On this account, the common refrain is that when we look at key indicators of civic engagement, our society has been facing a steady decline in participation. Between technology and modernity, liberal democracies have lost key social aptitudes and therefore a loss in civicness and civility.

Our interest is in understanding civic health, in exploring civic participation from a different perspective. Rather than in the terms of what has been lost, or in terms of what was previously the case, but rather by exposing and uncovering new energies of engagement. We’re not convinced all is lost. We’re more convinced we’re not looking both in the appropriate spaces and in appropriate ways. And our ambition is to reveal and explore textures and fibers of engagement to weave a more integrated picture of our social fabric.

So how is civic engagement normally discussed and understood?

Generally, we think about it in terms of voting and large formal community organization membership. Civic engagement in America tends to be some composite of when we voted, when we last went to church, and when we volunteer at the food bank.

The American National Elections Study, the largest US election study, focuses exclusively around voting oriented behaviour. Crowley’s continuum of civic engagement expands this model slightly to include community behavior-oriented such as ‘donations to charity’, ‘volunteering’ and sustained volunteer service. Keeter et al’s study on the civic and political health of the nation in 2002 identifies 19 core activities, that focus on electoral issues, political voice, and again include a civic component focused on fundraising and volunteerism. 66% of respondents reported never being contacted to donate or volunteer, and 60% had no recollection of volunteering in their household growing up. Moreover, 48% report no engagement to community and politics and only 16% reporting engagement in both fields. In ANES studies, during voting intent and validation studies, when asked for the best reason to vote, ⅓ responded their responsibility as a citizen, ⅓ said to express their views and only ¼ responded that “their vote, with others, can change political outcomes.

Simultaneously, and most famously with Putnam’s Bowling Alone, come reports of Americans engaging in informal social activities and replacing classic models of volunteerism, church, and party with other forms of social engagement in their generation of social capital. So we’ve known the normal model isn’t sufficient for some time.

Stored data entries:
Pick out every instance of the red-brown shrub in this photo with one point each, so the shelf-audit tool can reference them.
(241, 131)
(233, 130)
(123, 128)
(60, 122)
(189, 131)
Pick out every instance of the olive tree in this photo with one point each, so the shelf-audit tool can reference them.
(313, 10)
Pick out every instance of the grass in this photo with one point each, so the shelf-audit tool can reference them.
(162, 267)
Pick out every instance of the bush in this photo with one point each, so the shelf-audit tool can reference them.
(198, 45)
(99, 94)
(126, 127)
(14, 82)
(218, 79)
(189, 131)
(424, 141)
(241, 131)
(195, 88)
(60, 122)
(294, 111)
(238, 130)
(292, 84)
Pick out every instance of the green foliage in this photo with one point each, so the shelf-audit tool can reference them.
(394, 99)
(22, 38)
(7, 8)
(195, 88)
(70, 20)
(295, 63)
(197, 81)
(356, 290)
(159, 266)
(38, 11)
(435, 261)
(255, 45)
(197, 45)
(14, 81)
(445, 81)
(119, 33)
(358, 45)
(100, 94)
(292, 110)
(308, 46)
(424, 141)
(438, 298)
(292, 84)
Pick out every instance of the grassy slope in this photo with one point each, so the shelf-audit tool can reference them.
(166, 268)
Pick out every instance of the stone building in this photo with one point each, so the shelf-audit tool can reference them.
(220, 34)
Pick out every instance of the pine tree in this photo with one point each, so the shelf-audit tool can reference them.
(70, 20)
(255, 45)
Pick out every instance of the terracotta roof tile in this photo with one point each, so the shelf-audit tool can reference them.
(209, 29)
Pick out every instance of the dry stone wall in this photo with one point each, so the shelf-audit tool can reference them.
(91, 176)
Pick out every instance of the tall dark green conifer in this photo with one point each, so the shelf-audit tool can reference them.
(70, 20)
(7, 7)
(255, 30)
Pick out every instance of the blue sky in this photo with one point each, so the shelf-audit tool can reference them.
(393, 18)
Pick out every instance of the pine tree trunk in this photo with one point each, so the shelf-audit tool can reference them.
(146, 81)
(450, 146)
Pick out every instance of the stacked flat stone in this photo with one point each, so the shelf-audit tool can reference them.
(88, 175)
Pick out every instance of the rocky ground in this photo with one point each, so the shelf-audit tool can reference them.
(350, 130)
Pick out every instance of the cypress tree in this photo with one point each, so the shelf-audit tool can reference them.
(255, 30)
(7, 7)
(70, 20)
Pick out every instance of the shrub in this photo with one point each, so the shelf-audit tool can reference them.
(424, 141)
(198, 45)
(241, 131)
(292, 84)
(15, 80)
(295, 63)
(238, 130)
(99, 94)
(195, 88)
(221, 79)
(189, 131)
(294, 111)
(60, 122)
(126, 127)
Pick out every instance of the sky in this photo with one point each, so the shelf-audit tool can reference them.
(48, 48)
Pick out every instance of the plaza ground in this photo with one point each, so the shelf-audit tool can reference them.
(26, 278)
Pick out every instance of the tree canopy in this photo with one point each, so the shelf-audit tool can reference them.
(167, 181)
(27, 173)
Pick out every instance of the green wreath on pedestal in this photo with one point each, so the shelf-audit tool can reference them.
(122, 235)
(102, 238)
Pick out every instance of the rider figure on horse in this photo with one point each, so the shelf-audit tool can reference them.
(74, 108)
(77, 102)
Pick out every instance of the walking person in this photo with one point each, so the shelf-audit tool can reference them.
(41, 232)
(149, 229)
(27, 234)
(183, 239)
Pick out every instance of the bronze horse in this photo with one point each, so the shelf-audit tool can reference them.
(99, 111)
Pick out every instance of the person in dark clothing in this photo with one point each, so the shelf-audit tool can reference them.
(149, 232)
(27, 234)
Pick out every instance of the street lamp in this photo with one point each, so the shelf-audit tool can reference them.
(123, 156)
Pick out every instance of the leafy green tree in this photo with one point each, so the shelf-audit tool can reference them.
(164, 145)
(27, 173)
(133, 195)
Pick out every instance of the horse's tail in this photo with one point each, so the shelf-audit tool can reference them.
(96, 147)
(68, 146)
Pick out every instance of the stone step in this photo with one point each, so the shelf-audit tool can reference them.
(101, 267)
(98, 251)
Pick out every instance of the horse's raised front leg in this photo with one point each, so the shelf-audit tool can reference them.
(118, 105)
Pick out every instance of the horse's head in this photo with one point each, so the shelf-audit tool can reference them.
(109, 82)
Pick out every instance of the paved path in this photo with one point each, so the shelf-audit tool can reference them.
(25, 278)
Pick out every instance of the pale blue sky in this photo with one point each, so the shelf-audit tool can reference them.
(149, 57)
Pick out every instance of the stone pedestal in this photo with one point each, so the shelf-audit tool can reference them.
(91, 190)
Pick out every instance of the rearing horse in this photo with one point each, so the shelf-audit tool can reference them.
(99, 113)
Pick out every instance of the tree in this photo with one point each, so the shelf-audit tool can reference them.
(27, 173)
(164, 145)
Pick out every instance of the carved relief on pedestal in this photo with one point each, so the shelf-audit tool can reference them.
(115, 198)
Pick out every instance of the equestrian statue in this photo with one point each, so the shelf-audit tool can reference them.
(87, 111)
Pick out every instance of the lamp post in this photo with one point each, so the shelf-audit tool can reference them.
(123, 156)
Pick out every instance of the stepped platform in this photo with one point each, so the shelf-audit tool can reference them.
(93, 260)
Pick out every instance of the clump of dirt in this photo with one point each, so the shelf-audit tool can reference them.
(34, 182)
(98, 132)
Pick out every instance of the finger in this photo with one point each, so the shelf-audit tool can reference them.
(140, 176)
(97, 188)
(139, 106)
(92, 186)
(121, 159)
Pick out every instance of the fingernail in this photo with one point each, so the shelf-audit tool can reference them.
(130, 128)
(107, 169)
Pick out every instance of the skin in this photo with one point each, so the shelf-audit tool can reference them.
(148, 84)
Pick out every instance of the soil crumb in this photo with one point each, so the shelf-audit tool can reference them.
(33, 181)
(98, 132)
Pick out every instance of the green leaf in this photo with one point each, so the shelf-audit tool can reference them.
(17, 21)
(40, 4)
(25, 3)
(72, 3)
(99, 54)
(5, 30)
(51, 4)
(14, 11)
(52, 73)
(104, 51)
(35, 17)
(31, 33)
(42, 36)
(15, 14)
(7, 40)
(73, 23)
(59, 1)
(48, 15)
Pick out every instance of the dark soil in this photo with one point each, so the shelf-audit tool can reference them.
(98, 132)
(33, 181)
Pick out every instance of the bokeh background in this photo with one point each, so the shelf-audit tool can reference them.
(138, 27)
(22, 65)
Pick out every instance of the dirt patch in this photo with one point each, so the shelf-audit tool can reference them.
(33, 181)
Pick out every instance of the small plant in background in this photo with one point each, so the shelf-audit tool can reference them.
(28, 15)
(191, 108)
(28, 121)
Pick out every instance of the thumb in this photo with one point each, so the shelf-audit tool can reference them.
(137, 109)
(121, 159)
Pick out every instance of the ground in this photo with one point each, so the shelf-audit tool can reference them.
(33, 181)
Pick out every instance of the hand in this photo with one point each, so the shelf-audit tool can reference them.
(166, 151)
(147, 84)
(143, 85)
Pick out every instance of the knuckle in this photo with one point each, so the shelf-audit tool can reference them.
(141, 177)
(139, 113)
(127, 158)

Problems and tasks
1/ In the passage on civic engagement, how many core activities did Keeter et al's 2002 study identify?
2/ Duplicate the passage on civic engagement from "Simultaneously, and most" up to and including "for some time.".
3/ Go on with the passage on civic engagement, beginning right after its final sentence.

Per-task outputs
1/ 19 core activities.

2/
Simultaneously, and most famously with Putnam’s Bowling Alone, come reports of Americans engaging in informal social activities and replacing classic models of volunteerism, church, and party with other forms of social engagement in their generation of social capital. So we’ve known the normal model isn’t sufficient for some time.

3/
Recent research and activity are seeking to expand this definition and in doing so, find new models of civic engagement and participation. A recent newsletter of ours focused on The Reimagining the Civic Commons Project as it looks at shared public spaces and civic assets as potential sites of investment and social cohesion in a series of demonstration cities. In Philadelphia, the city has launched its Rebuild program, financed primarily by the Philadelphia Beverage Tax and the Knight Foundation, again looking at neighborhood parks, recreation centers and libraries as loci for stronger community development. Other investments by the Knight Foundation in Philadelphia include the PHL Participatory Design Lab.

This is a start, but more needs to happen.

Where is this going?

We believe this speaks to the potential in broadening definitions of civic participation. When going to the park and checking in on the library are seen as civic activities, that opens the door to new ways to engage citizens and the opportunity to build new pathways for increased civic action.

We’re interested, then, in using a variety of qualitative methods, from participatory action research to design probes to multimedia investigations to help unpack and expand our understanding of civic participation.

Our hope is to build a better picture of what it means to be engaged and connected to our communities, and, along the way, find some novel points of intervention to improve the health and resilience of democratic projects.

References — for those interested:

Adler and Goggin, “What do we mean by ‘Civic Engagement’”. Journal of Transformative Education Vol. 3 №3, July 2005 236–253

Keeter et al, “The Civic and Political Health of the Nation: A Generational Portrait”, Pew Research Center for the People and the Press, 2002.

Robert Putnam, Bowling Alone: The Collapse and Revival of American Community, 2000.